[EXERCISE]: Give back, unchanged, each line from the one containing "If I wanted to draw a bounding box around the dense" through the last line of the entries below.

[DATASET EXCERPTS]:
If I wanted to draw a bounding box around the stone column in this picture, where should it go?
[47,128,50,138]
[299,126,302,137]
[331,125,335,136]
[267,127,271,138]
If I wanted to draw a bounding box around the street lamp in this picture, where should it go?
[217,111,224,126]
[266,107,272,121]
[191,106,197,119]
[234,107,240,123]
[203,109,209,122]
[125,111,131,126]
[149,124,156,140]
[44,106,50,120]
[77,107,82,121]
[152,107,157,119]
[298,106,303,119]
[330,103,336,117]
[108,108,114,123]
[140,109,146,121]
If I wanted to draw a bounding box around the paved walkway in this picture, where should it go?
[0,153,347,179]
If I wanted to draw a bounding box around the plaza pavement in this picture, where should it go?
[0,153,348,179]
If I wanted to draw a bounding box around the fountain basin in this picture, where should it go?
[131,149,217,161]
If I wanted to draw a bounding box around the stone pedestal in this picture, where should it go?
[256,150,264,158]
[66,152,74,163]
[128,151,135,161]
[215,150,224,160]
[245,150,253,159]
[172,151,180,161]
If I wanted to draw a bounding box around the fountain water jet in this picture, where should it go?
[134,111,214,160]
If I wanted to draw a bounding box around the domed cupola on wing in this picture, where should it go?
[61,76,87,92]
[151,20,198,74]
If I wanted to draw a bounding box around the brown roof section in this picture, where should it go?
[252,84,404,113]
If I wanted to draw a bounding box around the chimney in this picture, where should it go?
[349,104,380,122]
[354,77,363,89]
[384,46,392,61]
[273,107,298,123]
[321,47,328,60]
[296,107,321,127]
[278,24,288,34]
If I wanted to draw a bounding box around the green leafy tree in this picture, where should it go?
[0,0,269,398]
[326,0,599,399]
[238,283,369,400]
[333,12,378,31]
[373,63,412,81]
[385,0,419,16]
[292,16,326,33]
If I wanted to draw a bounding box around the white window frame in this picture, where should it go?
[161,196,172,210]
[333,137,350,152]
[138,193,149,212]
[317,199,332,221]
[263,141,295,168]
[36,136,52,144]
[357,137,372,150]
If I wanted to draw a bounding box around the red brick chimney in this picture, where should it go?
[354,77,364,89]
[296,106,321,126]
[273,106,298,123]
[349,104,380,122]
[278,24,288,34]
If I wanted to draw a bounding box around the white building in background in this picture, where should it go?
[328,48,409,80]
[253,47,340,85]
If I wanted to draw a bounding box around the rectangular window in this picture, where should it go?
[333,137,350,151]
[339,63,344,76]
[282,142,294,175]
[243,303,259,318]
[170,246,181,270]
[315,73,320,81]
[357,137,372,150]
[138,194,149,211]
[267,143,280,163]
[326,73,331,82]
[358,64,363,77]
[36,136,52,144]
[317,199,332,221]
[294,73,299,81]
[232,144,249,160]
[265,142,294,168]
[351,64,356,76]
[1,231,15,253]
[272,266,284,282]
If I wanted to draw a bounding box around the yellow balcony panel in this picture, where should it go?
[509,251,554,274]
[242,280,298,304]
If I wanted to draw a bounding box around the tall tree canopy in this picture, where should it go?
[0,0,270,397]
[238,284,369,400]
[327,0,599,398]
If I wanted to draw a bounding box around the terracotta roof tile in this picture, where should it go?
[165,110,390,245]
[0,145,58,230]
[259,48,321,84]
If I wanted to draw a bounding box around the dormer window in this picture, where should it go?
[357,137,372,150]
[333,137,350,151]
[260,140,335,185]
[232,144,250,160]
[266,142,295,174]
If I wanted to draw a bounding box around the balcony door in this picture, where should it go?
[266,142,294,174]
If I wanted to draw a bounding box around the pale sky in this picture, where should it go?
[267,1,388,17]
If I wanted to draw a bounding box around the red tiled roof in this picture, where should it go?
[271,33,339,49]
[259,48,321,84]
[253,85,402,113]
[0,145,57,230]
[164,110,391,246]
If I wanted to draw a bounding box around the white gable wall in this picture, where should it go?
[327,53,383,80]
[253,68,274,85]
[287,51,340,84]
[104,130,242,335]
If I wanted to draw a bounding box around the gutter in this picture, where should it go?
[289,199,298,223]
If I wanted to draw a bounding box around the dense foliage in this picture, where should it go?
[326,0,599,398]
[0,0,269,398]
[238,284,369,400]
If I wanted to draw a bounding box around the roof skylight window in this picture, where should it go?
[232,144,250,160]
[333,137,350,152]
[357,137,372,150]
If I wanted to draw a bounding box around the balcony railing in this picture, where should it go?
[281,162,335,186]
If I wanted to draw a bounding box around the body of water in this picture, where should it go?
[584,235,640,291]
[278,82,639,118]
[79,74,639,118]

[OUTPUT BELOW]:
If I wanted to draw a bounding box around the dense foliage in this picture, where should it go?
[326,0,599,398]
[0,0,269,398]
[238,284,369,400]
If I wanted to draw a bounding box around the roof skylight window in this picture, where should it go?
[232,144,250,160]
[333,137,350,152]
[357,137,372,150]
If I wanted to draw a bounding box around the balcony railing in this picture, where should it go?
[281,162,335,186]
If I wanted to draw a bounding box around the body of water in this picture, where should it go?
[584,235,640,291]
[278,82,639,118]
[79,74,639,118]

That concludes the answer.